• _Material_:
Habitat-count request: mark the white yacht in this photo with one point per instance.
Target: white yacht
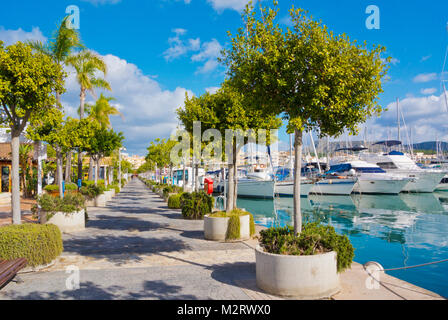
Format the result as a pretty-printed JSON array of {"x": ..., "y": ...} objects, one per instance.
[
  {"x": 335, "y": 185},
  {"x": 422, "y": 180},
  {"x": 371, "y": 178}
]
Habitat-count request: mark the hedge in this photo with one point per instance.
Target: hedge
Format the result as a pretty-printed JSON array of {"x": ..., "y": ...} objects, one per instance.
[
  {"x": 39, "y": 244},
  {"x": 196, "y": 205},
  {"x": 314, "y": 239}
]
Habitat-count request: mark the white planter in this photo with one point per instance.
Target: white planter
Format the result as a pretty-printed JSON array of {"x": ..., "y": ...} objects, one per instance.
[
  {"x": 100, "y": 201},
  {"x": 303, "y": 277},
  {"x": 90, "y": 203},
  {"x": 216, "y": 228},
  {"x": 69, "y": 222},
  {"x": 108, "y": 195}
]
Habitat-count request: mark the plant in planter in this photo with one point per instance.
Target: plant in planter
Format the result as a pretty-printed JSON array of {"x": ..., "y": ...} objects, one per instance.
[
  {"x": 67, "y": 213},
  {"x": 38, "y": 244},
  {"x": 319, "y": 82},
  {"x": 234, "y": 225},
  {"x": 196, "y": 205},
  {"x": 174, "y": 201}
]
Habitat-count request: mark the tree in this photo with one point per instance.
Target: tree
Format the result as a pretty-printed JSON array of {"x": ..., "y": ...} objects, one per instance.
[
  {"x": 159, "y": 153},
  {"x": 60, "y": 134},
  {"x": 313, "y": 78},
  {"x": 87, "y": 66},
  {"x": 28, "y": 81},
  {"x": 102, "y": 143},
  {"x": 64, "y": 42},
  {"x": 226, "y": 110},
  {"x": 102, "y": 110}
]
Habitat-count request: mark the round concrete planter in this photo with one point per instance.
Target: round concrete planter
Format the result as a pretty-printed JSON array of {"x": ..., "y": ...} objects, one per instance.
[
  {"x": 108, "y": 195},
  {"x": 100, "y": 201},
  {"x": 69, "y": 222},
  {"x": 216, "y": 228},
  {"x": 303, "y": 277}
]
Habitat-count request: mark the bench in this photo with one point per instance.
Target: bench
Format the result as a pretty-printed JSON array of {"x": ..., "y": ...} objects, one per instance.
[{"x": 9, "y": 269}]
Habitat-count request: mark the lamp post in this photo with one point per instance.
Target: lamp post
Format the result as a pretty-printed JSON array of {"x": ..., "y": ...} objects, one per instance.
[{"x": 119, "y": 165}]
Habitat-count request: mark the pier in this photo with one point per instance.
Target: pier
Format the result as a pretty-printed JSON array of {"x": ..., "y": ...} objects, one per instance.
[{"x": 138, "y": 248}]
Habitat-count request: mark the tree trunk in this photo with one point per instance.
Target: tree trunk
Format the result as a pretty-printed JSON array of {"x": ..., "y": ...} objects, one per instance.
[
  {"x": 68, "y": 167},
  {"x": 59, "y": 169},
  {"x": 297, "y": 176},
  {"x": 15, "y": 180},
  {"x": 97, "y": 171},
  {"x": 82, "y": 97},
  {"x": 231, "y": 186},
  {"x": 235, "y": 177},
  {"x": 105, "y": 176},
  {"x": 91, "y": 164}
]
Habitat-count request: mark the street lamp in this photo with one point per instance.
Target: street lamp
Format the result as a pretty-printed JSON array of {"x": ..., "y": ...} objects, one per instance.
[{"x": 119, "y": 165}]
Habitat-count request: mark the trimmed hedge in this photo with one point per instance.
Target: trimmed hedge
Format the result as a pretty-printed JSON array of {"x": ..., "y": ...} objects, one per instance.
[
  {"x": 39, "y": 244},
  {"x": 72, "y": 202},
  {"x": 174, "y": 201},
  {"x": 314, "y": 239},
  {"x": 234, "y": 227},
  {"x": 196, "y": 205}
]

• _Aim of the task_:
Reproduce each line exactly as it appears, omitting the pictures.

• _Solution to this problem_:
Habitat-count request: mark the white yacht in this photo with one point per instance.
Target: white yacht
Format the result as a pretty-printed JSON array of {"x": ..., "y": ...} objects, one per instance.
[
  {"x": 335, "y": 185},
  {"x": 422, "y": 180},
  {"x": 371, "y": 178}
]
Habitat-count request: mark the hedge in this photo with one point per instance.
Target: hedge
Format the result as a pretty-printed JSON array of {"x": ..., "y": ...} objects, one per instance.
[
  {"x": 39, "y": 244},
  {"x": 196, "y": 205},
  {"x": 314, "y": 239}
]
Habitat-count request: mark the white planter in this photo with one point per instance.
Target: white planter
Format the result as a pretty-printed JSON array of {"x": ..., "y": ...} objects, one per instance.
[
  {"x": 100, "y": 201},
  {"x": 303, "y": 277},
  {"x": 90, "y": 203},
  {"x": 216, "y": 228},
  {"x": 69, "y": 222},
  {"x": 108, "y": 195}
]
Habitat-count request: mark the plant in planter in this photo with one point per instance.
Target: plant in planter
Format the result as a pretty-printed JSON array of {"x": ..., "y": ...} objects, one per instance.
[
  {"x": 67, "y": 213},
  {"x": 38, "y": 244},
  {"x": 319, "y": 82},
  {"x": 234, "y": 225},
  {"x": 196, "y": 205},
  {"x": 174, "y": 201}
]
Habitat-count request: mark the tree in this photo with one point per instance.
Target: tree
Format the result as a pretty-printed JSON array of {"x": ..., "y": ...} objects, one per instance.
[
  {"x": 159, "y": 153},
  {"x": 60, "y": 134},
  {"x": 313, "y": 78},
  {"x": 87, "y": 66},
  {"x": 28, "y": 81},
  {"x": 102, "y": 143},
  {"x": 64, "y": 42},
  {"x": 226, "y": 110},
  {"x": 102, "y": 110}
]
Habitat-count request: mark the round concrete planter in this photo with one point per instance.
Target: round concrete planter
Format the result as a pretty-printed JSON array of {"x": ..., "y": ...} objects, one per instance.
[
  {"x": 108, "y": 195},
  {"x": 100, "y": 201},
  {"x": 69, "y": 222},
  {"x": 216, "y": 228},
  {"x": 303, "y": 277}
]
Habitat-count request: mark the bench in this photo with one point per instance.
Target: bench
Format the result as a pretty-printed JSON array of {"x": ..., "y": ...} objects, one per instance.
[{"x": 9, "y": 269}]
Habitat-count request: mark the lamp post in this photo with one point per instance.
Target: lamp post
Format the result as a pretty-printed JSON array of {"x": ..., "y": ...} objects, one per instance.
[{"x": 119, "y": 165}]
Habitat-count request: mark the pier in this photo with one point per instance.
Target: pier
Format the result as a pretty-printed JSON array of {"x": ..., "y": ...} objects, one per instance.
[{"x": 138, "y": 248}]
Habitat-count request: mark the tree trunk in this photo with one point per instance.
Target: tree trunk
Format the result as a pretty-printed JSON array of {"x": ..., "y": ...} objects, one per instance.
[
  {"x": 68, "y": 167},
  {"x": 59, "y": 169},
  {"x": 297, "y": 176},
  {"x": 15, "y": 180},
  {"x": 97, "y": 171},
  {"x": 82, "y": 97},
  {"x": 231, "y": 186},
  {"x": 235, "y": 177},
  {"x": 105, "y": 176},
  {"x": 91, "y": 164}
]
Habitat-count request: mark the street lamp in this photo with one point per instance.
Target: street lamp
Format the result as a pretty-printed JSON array of {"x": ..., "y": ...} objects, one per instance.
[{"x": 119, "y": 165}]
Habitat-count request: mark the trimmed hedge in this photo with one point per instance.
Target: trimmed hedge
Format the result as a pretty-printed JSON array of {"x": ..., "y": ...} objects, one per instance.
[
  {"x": 39, "y": 244},
  {"x": 72, "y": 202},
  {"x": 174, "y": 201},
  {"x": 314, "y": 239},
  {"x": 234, "y": 227},
  {"x": 196, "y": 205}
]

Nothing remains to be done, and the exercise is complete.